Exercise: Please write out all of the material below again, requests included, and shift every x and y coordinate in the answers by -10. Leave the pictures out of your answer.

↓↓↓

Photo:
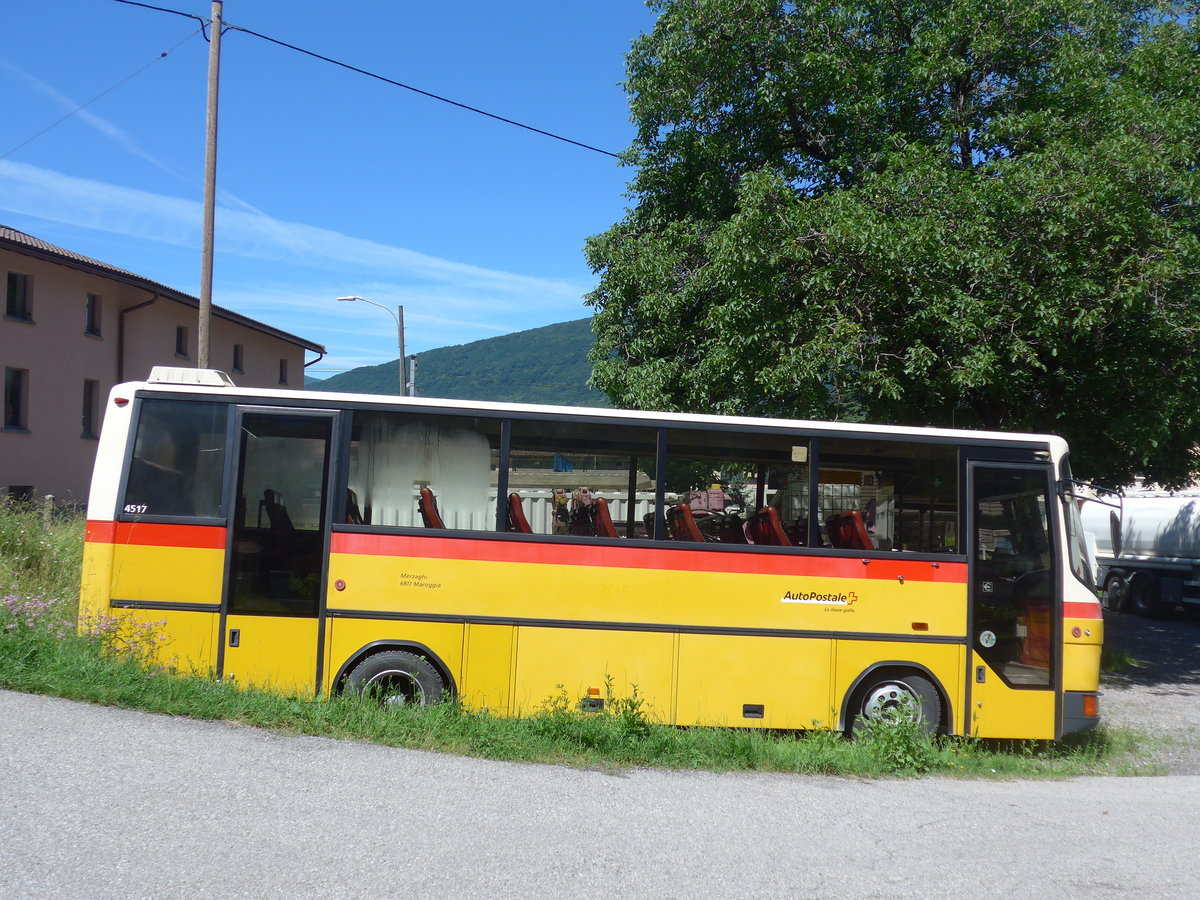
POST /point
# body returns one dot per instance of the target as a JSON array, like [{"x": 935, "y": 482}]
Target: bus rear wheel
[
  {"x": 396, "y": 678},
  {"x": 893, "y": 695}
]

↑↑↑

Task answer:
Photo:
POST /point
# body returns one dot per instance of the target as a JSON array, like [{"x": 935, "y": 482}]
Target: bus rear wheel
[
  {"x": 386, "y": 668},
  {"x": 883, "y": 685}
]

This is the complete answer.